::: Text excerpt
He always shied away from detailing the sordid past of The Rolling Stones, leaving a whole industry to churn out hundreds of books about the group.
But hang on, Stones fans. It turns out that Mick actually HAS penned a memoir.
Publisher John Blake - who co-wrote a great Stones biog himself, Up And Down With The Rolling Stones - says that he has a 75,000-word manuscript, written by the singer, “stuck in a secret hiding place”.
Despite claiming he’d never tell all, Jagger was reportedly given a £1 million advance in the early 1980s. But apparently Mick couldn’t get it together to write the autobiography and shelved the project. However, in 2013 Blake was given this mystery manuscript by “a mutual friend” of his and Jagger’s.
Blake writes in The Spectator: “I was dumbfounded. This was the rock ’n’ roll equivalent of the Dead Sea Scrolls. So far as I have been able to ascertain, a publisher rejected the manuscript because it was light on sex and drugs.”
::::::
::: Entries provided
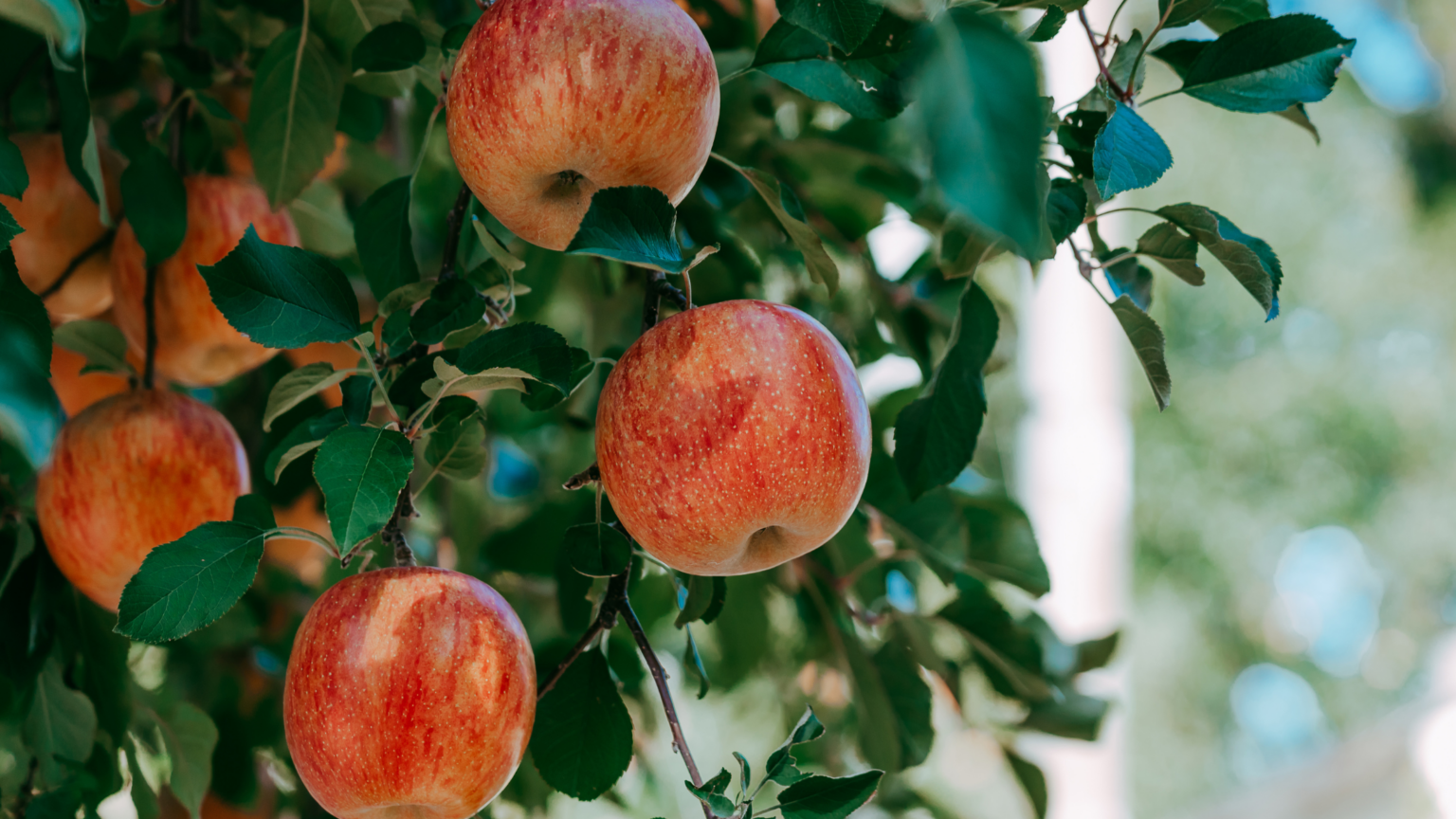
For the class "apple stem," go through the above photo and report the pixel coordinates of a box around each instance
[440,184,473,282]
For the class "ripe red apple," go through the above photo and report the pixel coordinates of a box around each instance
[35,389,249,610]
[447,0,718,250]
[597,300,869,575]
[0,134,120,322]
[112,176,299,386]
[282,567,536,819]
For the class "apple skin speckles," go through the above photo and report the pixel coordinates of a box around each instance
[282,567,536,819]
[446,0,719,250]
[597,300,869,575]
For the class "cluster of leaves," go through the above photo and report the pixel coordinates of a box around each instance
[0,0,1353,819]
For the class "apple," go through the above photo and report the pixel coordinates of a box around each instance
[35,389,249,610]
[446,0,718,250]
[0,134,120,322]
[597,300,869,575]
[282,567,536,819]
[112,176,299,386]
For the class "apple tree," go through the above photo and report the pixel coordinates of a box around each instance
[0,0,1354,819]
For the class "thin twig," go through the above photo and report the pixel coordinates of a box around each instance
[440,184,472,282]
[41,228,117,300]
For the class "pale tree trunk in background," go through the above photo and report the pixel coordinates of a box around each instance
[1018,0,1133,819]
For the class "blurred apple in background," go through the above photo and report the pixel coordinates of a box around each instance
[112,176,299,386]
[282,567,536,819]
[0,134,120,322]
[446,0,719,250]
[597,300,869,575]
[35,389,249,610]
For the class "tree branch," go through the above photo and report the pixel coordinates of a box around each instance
[440,182,473,282]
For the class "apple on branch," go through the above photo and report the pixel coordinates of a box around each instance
[597,300,869,575]
[282,567,536,819]
[447,0,719,250]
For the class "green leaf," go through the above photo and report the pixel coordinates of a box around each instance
[244,27,347,209]
[354,175,419,299]
[937,572,1053,702]
[117,521,266,643]
[779,771,885,819]
[264,361,354,433]
[470,212,525,272]
[562,523,632,577]
[157,701,217,819]
[354,21,426,71]
[763,707,824,786]
[198,226,359,348]
[54,320,133,374]
[313,426,415,551]
[0,248,51,377]
[0,131,30,198]
[752,13,912,119]
[1179,14,1356,114]
[916,8,1044,257]
[567,185,718,272]
[1092,102,1174,200]
[1157,203,1284,320]
[24,656,96,787]
[454,322,575,392]
[1138,222,1204,285]
[894,282,1000,497]
[1113,295,1174,410]
[530,651,632,802]
[410,277,484,344]
[1025,6,1067,43]
[777,0,885,51]
[714,153,839,296]
[426,415,486,481]
[264,408,343,483]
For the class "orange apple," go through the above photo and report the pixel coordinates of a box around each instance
[35,389,249,610]
[597,300,869,575]
[446,0,718,250]
[282,567,536,819]
[0,134,120,322]
[51,340,127,415]
[112,176,299,386]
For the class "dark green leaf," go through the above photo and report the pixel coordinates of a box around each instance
[454,322,575,392]
[1181,14,1356,114]
[1113,295,1174,410]
[1027,6,1067,43]
[0,133,30,198]
[410,277,484,344]
[354,176,419,299]
[894,282,1000,497]
[1138,222,1203,284]
[779,771,883,819]
[198,226,359,348]
[313,426,415,551]
[117,521,266,643]
[562,523,632,577]
[244,27,347,207]
[777,0,885,51]
[354,21,426,71]
[918,8,1043,255]
[1092,102,1174,200]
[530,651,632,802]
[1157,203,1284,319]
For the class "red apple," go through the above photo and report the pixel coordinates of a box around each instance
[597,300,869,575]
[282,567,536,819]
[447,0,718,250]
[0,134,120,322]
[35,389,247,610]
[112,176,299,386]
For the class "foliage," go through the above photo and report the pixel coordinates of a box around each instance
[0,0,1354,819]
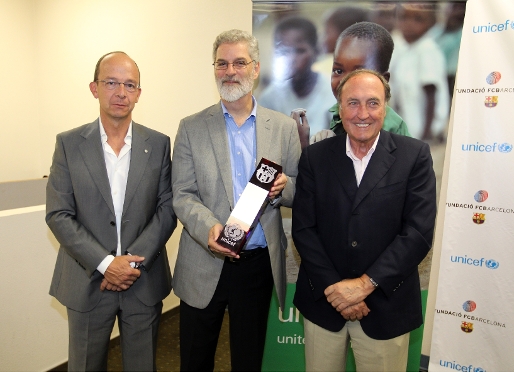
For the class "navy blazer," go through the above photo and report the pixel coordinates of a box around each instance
[292,130,436,340]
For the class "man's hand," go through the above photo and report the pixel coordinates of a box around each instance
[268,173,287,200]
[340,301,371,322]
[325,274,375,312]
[291,108,311,150]
[100,255,145,291]
[100,278,123,292]
[309,129,336,144]
[207,223,239,258]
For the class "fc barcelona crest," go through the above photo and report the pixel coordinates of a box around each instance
[256,163,277,183]
[473,213,485,225]
[484,96,498,107]
[460,322,473,333]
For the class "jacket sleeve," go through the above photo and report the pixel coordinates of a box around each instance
[45,135,109,277]
[366,143,436,296]
[273,117,302,208]
[127,137,177,271]
[292,147,342,300]
[172,120,223,254]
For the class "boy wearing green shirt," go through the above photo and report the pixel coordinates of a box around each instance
[291,22,410,148]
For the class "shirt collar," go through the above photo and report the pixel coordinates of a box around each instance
[220,95,257,117]
[98,118,132,146]
[346,132,380,160]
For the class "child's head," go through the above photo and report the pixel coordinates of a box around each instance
[275,17,318,79]
[331,22,394,97]
[398,3,436,44]
[323,6,368,53]
[369,2,396,32]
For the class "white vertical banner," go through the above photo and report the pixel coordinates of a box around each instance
[429,0,514,372]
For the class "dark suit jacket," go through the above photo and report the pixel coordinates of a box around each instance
[46,119,177,312]
[292,130,436,340]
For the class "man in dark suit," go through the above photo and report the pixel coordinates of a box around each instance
[292,70,436,371]
[46,52,177,371]
[172,30,300,371]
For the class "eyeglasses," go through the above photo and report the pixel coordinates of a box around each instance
[96,80,141,93]
[212,59,255,70]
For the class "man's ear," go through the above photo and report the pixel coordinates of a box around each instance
[89,81,98,98]
[253,62,261,79]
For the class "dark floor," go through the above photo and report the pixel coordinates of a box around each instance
[52,308,230,371]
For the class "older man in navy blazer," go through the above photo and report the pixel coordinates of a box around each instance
[292,70,436,371]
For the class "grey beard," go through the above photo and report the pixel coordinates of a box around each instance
[216,78,253,102]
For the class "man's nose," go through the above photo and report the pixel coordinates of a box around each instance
[357,105,369,120]
[225,63,236,76]
[116,83,127,97]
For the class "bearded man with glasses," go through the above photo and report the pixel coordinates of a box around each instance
[46,52,177,371]
[172,30,300,371]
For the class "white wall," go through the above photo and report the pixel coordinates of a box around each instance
[0,0,252,182]
[0,0,42,182]
[0,0,252,371]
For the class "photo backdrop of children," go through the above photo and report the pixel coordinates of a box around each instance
[253,1,465,143]
[253,1,466,289]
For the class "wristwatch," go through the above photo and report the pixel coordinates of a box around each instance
[369,277,378,288]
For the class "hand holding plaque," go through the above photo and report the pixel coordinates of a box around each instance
[216,158,282,254]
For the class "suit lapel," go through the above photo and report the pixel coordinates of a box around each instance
[329,135,357,200]
[79,119,114,215]
[205,103,234,209]
[123,122,152,213]
[352,130,396,210]
[254,106,273,166]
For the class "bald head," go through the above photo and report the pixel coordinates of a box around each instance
[93,51,141,85]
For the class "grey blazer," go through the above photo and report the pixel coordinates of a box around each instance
[46,119,177,312]
[172,103,301,309]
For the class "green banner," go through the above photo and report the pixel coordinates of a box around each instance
[262,283,428,372]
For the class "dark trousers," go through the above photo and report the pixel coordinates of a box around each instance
[67,289,162,371]
[180,248,273,371]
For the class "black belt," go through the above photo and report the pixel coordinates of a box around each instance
[225,247,268,263]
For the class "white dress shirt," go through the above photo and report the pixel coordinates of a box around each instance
[346,132,380,186]
[97,118,132,274]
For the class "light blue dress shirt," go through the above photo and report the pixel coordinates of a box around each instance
[221,97,268,250]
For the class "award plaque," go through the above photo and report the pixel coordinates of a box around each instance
[216,158,282,254]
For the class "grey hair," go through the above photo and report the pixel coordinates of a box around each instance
[337,68,391,106]
[212,29,259,62]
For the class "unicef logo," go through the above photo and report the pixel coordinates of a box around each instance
[224,223,245,241]
[485,71,502,85]
[462,300,477,313]
[474,190,489,203]
[498,143,512,152]
[485,259,500,270]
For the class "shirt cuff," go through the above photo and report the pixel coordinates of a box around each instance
[96,255,114,275]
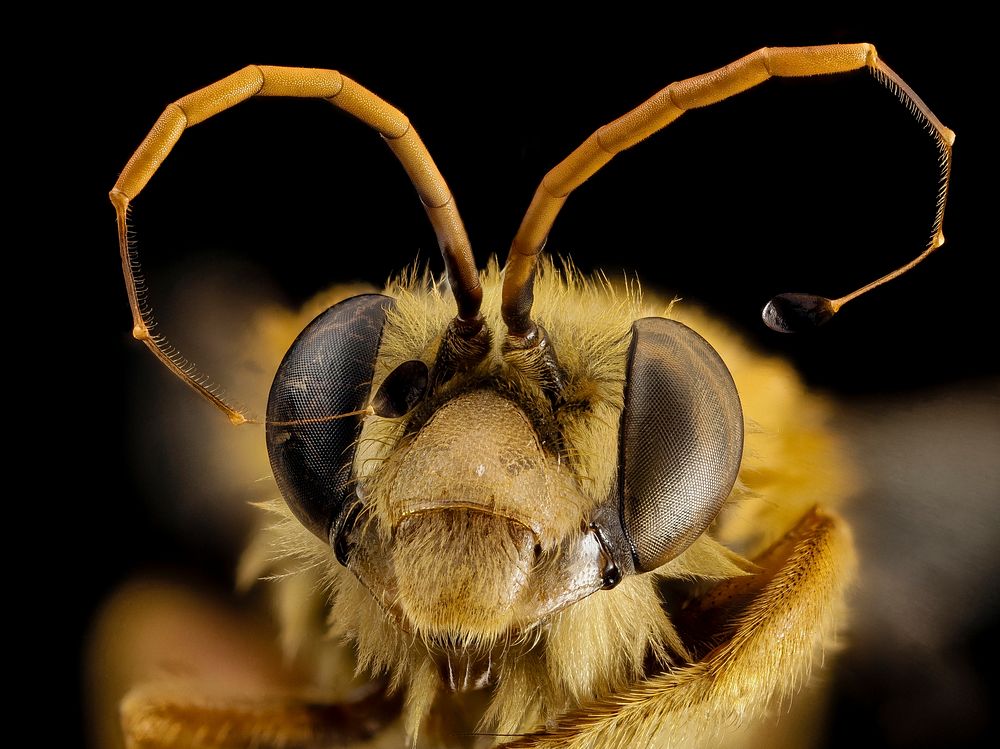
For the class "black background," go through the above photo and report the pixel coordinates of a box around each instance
[60,18,997,745]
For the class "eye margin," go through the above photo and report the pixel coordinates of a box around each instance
[591,317,744,576]
[265,294,395,542]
::::::
▸ **Instructions**:
- A) Substitute "autobiography" for "memoir" and reproduce the stretch of the text on Mick Jagger's memoir from "He always shied" through "his and Jagger’s.".
- B) Decide whether each statement below agrees with the text on Mick Jagger's memoir, answering yes or no and quoting the deciding words: (i) Jagger reportedly received a £1 million advance in the early 1980s; (ii) Blake obtained the manuscript directly from Jagger; (iii) the manuscript runs to 100,000 words.
- C) Extend the text on Mick Jagger's memoir, picking up after its final sentence.

▸ **Final answers**:
- A)
He always shied away from detailing the sordid past of The Rolling Stones, leaving a whole industry to churn out hundreds of books about the group.
But hang on, Stones fans. It turns out that Mick actually HAS penned a autobiography.
Publisher John Blake - who co-wrote a great Stones biog himself, Up And Down With The Rolling Stones - says that he has a 75,000-word manuscript, written by the singer, “stuck in a secret hiding place”.
Despite claiming he’d never tell all, Jagger was reportedly given a £1 million advance in the early 1980s. But apparently Mick couldn’t get it together to write the autobiography and shelved the project. However, in 2013 Blake was given this mystery manuscript by “a mutual friend” of his and Jagger’s.

- B)
(i) Yes: "Jagger was reportedly given a £1 million advance in the early 1980s."
(ii) No: "in 2013 Blake was given this mystery manuscript by “a mutual friend” of his and Jagger’s."
(iii) No: "he has a 75,000-word manuscript"

- C)
He says that despite this, the memoir is a masterpiece, going as far to call it “A perfectly preserved time capsule written when the Stones had produced all their greatest music, but still burned with the passion and fire of youth and idealism.”
The book tells the story of the band up to 1980 and while it shows Jagger as a thoughtful, dedicated performer, there are still some outrageous moments.
Mick describes buying his extravagant mansion, Stargroves, while tripping on acid in the early 1970s. He tells a tale of riding a horse in the house’s grounds and nearly coming a cropper when the animal ran out of control. He even details the ordeal of staring at Keith Richards’ skinny arse year after year.
But Blake says that it’s unlikely we’ll ever get to read the book. Contacting the Stone with a view to publishing the memoir, Jagger claimed that he “could not remember any manuscript” and wanted nothing to do with it.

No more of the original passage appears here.